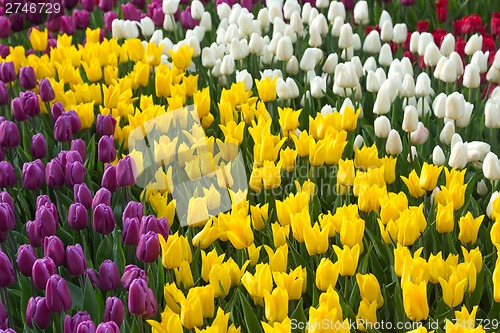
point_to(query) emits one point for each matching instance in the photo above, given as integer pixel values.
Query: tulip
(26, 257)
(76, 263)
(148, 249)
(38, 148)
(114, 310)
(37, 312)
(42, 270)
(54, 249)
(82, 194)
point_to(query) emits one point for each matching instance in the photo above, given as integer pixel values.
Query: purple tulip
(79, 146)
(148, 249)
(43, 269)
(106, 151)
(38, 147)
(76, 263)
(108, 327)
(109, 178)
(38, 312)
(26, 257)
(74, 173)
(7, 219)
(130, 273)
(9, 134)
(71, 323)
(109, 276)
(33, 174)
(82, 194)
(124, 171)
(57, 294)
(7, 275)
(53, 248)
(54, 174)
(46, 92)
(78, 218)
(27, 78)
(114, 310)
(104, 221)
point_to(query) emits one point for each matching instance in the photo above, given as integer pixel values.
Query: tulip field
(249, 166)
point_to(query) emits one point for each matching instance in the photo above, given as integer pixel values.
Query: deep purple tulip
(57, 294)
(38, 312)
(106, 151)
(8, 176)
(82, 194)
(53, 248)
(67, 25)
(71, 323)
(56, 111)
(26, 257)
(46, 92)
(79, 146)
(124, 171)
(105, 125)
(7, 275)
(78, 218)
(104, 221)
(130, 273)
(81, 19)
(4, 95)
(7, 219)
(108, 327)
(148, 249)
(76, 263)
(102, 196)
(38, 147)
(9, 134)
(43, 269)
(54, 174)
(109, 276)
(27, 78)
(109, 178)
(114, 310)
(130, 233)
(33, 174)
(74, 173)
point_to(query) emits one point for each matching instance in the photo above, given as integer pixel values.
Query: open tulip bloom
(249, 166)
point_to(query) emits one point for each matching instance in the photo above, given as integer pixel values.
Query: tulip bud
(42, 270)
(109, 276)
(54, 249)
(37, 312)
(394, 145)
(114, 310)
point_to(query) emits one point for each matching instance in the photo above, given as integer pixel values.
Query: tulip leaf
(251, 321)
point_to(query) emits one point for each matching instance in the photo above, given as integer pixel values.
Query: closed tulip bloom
= = = =
**Short exercise**
How many lines of the data above contain the string "tulip"? Case counts. Give only the number.

**Solution**
8